Stored data entries:

++++

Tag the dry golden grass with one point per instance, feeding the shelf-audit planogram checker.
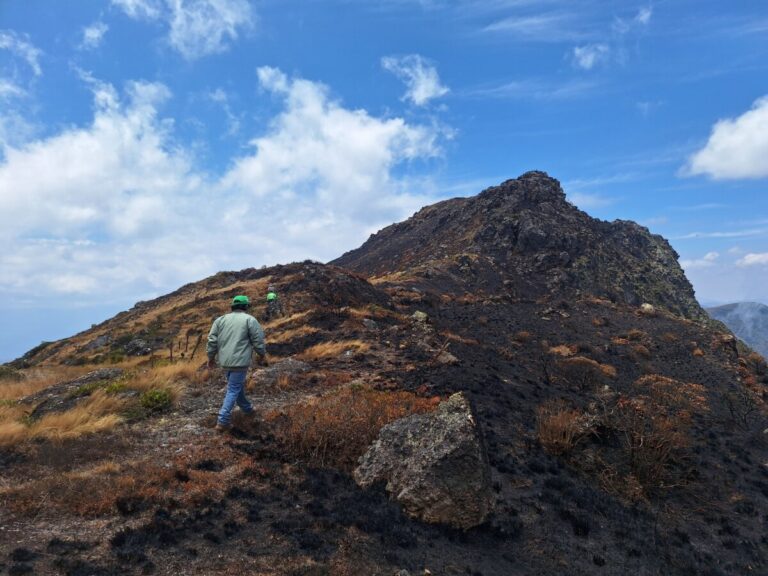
(458, 338)
(106, 486)
(289, 335)
(285, 320)
(175, 378)
(37, 379)
(337, 428)
(333, 349)
(563, 350)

++++

Each line in the records above should be reproduced exactly; images are not copied.

Tag the dry golden grass with one point per instance, feeding the shelf-audit planogram checker.
(458, 338)
(106, 486)
(289, 335)
(285, 320)
(175, 378)
(37, 379)
(337, 428)
(333, 349)
(563, 350)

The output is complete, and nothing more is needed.